» Description of the task:
Return the records that follow unaltered. Omit every picture.

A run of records
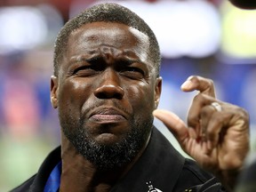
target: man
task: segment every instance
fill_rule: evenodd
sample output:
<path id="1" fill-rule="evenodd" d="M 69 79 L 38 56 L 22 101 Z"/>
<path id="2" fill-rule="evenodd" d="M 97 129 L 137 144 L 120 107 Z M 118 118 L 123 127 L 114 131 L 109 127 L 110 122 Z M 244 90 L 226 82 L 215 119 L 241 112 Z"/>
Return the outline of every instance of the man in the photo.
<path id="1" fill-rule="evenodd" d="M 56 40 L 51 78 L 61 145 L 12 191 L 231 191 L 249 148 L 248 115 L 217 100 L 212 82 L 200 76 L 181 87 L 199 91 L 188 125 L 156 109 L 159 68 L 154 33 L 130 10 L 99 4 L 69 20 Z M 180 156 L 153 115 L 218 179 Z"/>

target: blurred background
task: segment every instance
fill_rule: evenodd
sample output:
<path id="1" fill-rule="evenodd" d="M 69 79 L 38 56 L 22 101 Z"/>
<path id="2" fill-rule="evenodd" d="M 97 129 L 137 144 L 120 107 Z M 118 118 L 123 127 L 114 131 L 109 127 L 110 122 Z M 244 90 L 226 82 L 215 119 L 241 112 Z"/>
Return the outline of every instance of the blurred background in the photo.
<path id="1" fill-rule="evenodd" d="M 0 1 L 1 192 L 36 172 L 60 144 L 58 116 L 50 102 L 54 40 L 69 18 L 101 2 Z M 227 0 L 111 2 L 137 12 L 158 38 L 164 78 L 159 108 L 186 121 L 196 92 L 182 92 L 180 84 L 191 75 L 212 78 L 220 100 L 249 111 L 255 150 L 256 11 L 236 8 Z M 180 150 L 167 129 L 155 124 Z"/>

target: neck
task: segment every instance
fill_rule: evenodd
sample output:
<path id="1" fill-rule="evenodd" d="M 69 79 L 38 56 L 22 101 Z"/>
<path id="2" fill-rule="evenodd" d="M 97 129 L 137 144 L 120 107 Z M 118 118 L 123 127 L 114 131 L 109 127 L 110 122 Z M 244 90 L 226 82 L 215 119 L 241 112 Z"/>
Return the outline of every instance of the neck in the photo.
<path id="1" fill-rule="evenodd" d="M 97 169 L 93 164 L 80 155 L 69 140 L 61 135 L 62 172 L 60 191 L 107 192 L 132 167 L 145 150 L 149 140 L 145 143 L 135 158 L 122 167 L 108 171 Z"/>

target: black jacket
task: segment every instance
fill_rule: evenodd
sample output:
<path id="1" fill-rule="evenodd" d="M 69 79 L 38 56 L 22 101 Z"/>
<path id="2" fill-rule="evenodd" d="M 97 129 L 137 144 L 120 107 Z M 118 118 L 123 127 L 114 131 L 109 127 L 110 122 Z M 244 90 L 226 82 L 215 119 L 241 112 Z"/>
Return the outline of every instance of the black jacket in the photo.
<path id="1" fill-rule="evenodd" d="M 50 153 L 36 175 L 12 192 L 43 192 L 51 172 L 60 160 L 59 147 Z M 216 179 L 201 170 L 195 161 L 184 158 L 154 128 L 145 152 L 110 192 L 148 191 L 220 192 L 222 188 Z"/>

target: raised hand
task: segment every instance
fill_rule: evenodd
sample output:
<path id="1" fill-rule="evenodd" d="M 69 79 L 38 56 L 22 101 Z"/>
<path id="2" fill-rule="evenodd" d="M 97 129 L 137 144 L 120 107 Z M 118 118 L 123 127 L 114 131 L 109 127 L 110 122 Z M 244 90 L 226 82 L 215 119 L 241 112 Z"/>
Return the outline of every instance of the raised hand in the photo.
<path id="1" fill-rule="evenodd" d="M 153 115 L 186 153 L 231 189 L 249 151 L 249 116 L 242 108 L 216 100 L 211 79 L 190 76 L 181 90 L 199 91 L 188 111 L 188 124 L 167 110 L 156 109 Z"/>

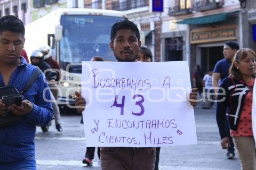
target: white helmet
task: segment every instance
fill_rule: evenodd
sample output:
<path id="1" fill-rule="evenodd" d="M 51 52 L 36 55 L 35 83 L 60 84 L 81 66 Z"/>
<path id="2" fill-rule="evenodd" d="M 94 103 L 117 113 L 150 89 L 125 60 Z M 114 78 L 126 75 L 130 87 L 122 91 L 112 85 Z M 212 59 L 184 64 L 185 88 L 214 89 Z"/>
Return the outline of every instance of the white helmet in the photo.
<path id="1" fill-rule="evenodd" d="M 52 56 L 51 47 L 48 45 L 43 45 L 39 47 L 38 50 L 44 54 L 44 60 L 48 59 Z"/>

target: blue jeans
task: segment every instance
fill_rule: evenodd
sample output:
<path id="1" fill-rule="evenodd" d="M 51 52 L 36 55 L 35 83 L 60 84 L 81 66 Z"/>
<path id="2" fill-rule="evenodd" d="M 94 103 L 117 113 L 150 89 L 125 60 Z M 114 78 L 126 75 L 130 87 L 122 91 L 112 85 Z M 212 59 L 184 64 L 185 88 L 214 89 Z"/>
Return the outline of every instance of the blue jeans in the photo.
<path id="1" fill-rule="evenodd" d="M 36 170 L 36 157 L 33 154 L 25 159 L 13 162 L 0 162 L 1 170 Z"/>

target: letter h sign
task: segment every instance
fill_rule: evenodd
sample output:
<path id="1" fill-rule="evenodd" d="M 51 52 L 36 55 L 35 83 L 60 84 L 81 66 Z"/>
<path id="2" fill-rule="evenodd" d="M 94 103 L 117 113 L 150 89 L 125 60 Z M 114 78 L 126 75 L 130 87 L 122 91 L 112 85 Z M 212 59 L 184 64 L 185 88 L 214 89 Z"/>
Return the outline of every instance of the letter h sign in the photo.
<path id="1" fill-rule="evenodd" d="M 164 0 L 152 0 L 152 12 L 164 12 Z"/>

» Worked solution:
target: man
task: segment every instance
fill_rule: evenodd
sample output:
<path id="1" fill-rule="evenodd" d="M 69 79 L 38 56 L 22 101 Z"/>
<path id="2" fill-rule="evenodd" d="M 97 129 L 137 144 L 120 107 Z M 118 118 L 123 127 L 114 131 L 109 127 L 110 122 Z M 244 90 L 226 82 L 215 119 L 241 112 Z"/>
Return the outline of every instance of the man in the photo.
<path id="1" fill-rule="evenodd" d="M 56 40 L 51 78 L 61 145 L 12 191 L 231 191 L 249 148 L 248 115 L 217 100 L 212 82 L 200 76 L 181 87 L 199 91 L 188 125 L 156 109 L 159 68 L 154 33 L 130 10 L 99 4 L 69 20 Z M 180 156 L 153 115 L 218 179 Z"/>

target: blurred background
task: segment every instance
fill_rule: evenodd
sample output:
<path id="1" fill-rule="evenodd" d="M 69 79 L 38 56 L 22 101 Z"/>
<path id="2" fill-rule="evenodd" d="M 97 129 L 137 144 L 120 107 Z M 118 118 L 123 127 L 114 131 L 109 127 L 110 122 Z M 244 90 L 226 82 L 215 119 L 241 112 Z"/>
Return the outline of every instance of the blurred background in the photo.
<path id="1" fill-rule="evenodd" d="M 0 1 L 1 192 L 36 172 L 60 144 L 58 116 L 50 102 L 54 40 L 69 18 L 101 2 Z M 227 0 L 111 2 L 137 12 L 158 38 L 164 78 L 159 108 L 186 121 L 196 92 L 182 92 L 180 84 L 191 75 L 212 78 L 220 100 L 249 111 L 255 150 L 256 11 L 236 8 Z M 180 150 L 167 129 L 155 124 Z"/>

target: neck
task: segment every instance
fill_rule: evenodd
sample output:
<path id="1" fill-rule="evenodd" d="M 69 79 L 38 56 L 22 101 Z"/>
<path id="2" fill-rule="evenodd" d="M 97 129 L 137 144 L 120 107 Z M 118 118 L 123 127 L 114 131 L 109 127 L 110 122 Z M 244 90 L 226 82 L 215 119 L 241 112 Z"/>
Return the outline of every instance of the neck in the photo.
<path id="1" fill-rule="evenodd" d="M 97 169 L 93 164 L 80 155 L 69 140 L 61 135 L 62 172 L 60 191 L 107 192 L 132 167 L 145 150 L 149 140 L 145 143 L 135 158 L 122 167 L 108 171 Z"/>

target: black jacket
task: segment every instance
fill_rule: evenodd
sample output:
<path id="1" fill-rule="evenodd" d="M 69 79 L 38 56 L 22 101 Z"/>
<path id="2" fill-rule="evenodd" d="M 97 129 L 137 144 L 120 107 Z M 118 118 L 123 127 L 114 131 L 109 127 L 110 122 Z M 244 90 L 226 82 L 215 119 L 241 112 Z"/>
Return the outline of every instance of the black jacket in the photo.
<path id="1" fill-rule="evenodd" d="M 50 153 L 36 175 L 12 192 L 43 192 L 51 172 L 60 160 L 59 147 Z M 216 179 L 201 170 L 195 161 L 184 158 L 154 128 L 145 152 L 110 192 L 148 191 L 220 192 L 222 188 Z"/>

target: raised hand
task: segment every instance
fill_rule: evenodd
sample output:
<path id="1" fill-rule="evenodd" d="M 69 79 L 38 56 L 22 101 Z"/>
<path id="2" fill-rule="evenodd" d="M 97 129 L 137 144 L 120 107 Z M 118 118 L 123 127 L 114 131 L 109 127 L 110 122 Z M 244 90 L 226 82 L 215 119 L 241 112 Z"/>
Return the outline of every instance of the raised hand in the photo.
<path id="1" fill-rule="evenodd" d="M 153 115 L 186 153 L 231 189 L 249 151 L 249 116 L 242 108 L 216 100 L 211 79 L 190 76 L 181 90 L 199 91 L 188 111 L 188 124 L 167 110 L 156 109 Z"/>

target: white helmet
task: segment every instance
fill_rule: evenodd
sample output:
<path id="1" fill-rule="evenodd" d="M 51 52 L 36 55 L 35 83 L 60 84 L 81 66 Z"/>
<path id="2" fill-rule="evenodd" d="M 94 103 L 117 113 L 150 89 L 125 60 Z M 114 78 L 126 75 L 130 87 L 122 91 L 112 85 Z M 212 59 L 184 64 L 185 88 L 214 89 Z"/>
Return the outline of every instance of the white helmet in the photo.
<path id="1" fill-rule="evenodd" d="M 52 56 L 51 47 L 48 45 L 43 45 L 39 47 L 38 50 L 44 54 L 44 60 L 48 59 Z"/>

target: blue jeans
task: segment every instance
fill_rule: evenodd
sample output:
<path id="1" fill-rule="evenodd" d="M 51 52 L 36 55 L 35 83 L 60 84 L 81 66 Z"/>
<path id="2" fill-rule="evenodd" d="M 94 103 L 117 113 L 150 89 L 125 60 Z M 114 78 L 126 75 L 130 87 L 122 91 L 112 85 Z M 212 59 L 184 64 L 185 88 L 214 89 Z"/>
Return the outline of every instance of the blue jeans in the photo.
<path id="1" fill-rule="evenodd" d="M 36 170 L 36 157 L 33 154 L 25 159 L 13 162 L 0 162 L 1 170 Z"/>

target: letter h sign
task: segment every instance
fill_rule: evenodd
sample output:
<path id="1" fill-rule="evenodd" d="M 51 52 L 36 55 L 35 83 L 60 84 L 81 66 Z"/>
<path id="2" fill-rule="evenodd" d="M 94 103 L 117 113 L 150 89 L 125 60 Z M 114 78 L 126 75 L 130 87 L 122 91 L 112 85 Z M 212 59 L 184 64 L 185 88 L 214 89 Z"/>
Return the outline of every instance of the letter h sign in the photo.
<path id="1" fill-rule="evenodd" d="M 164 0 L 152 0 L 152 12 L 164 12 Z"/>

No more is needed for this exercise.